### WHAT IS EXPECTED
All the data below goes into the copy word for word, but the pictures don't.

-------- DATA IN THIS EXERCISE

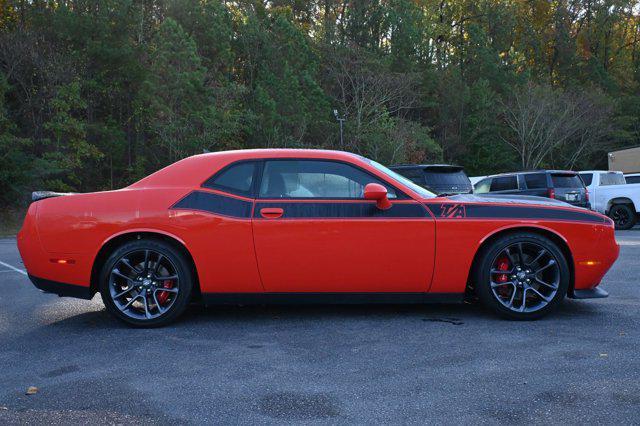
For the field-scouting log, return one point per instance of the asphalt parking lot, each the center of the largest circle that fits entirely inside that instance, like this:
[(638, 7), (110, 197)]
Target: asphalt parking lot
[(321, 364)]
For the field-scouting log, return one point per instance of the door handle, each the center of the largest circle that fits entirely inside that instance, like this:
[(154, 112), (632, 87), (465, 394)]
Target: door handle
[(271, 212)]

----------------

### ANSWER BELOW
For the field-scouting log, return one point per instance of the asphalt parking lot, each the center of the largest circle that fits entirely inside that instance, like this:
[(638, 7), (110, 197)]
Target: asphalt parking lot
[(321, 364)]
For the field-scouting log, return one point per instance of the door handle, each the center of the largest circle that fits entirely inside that instance, like this:
[(154, 112), (632, 87), (465, 394)]
Target: door handle
[(271, 212)]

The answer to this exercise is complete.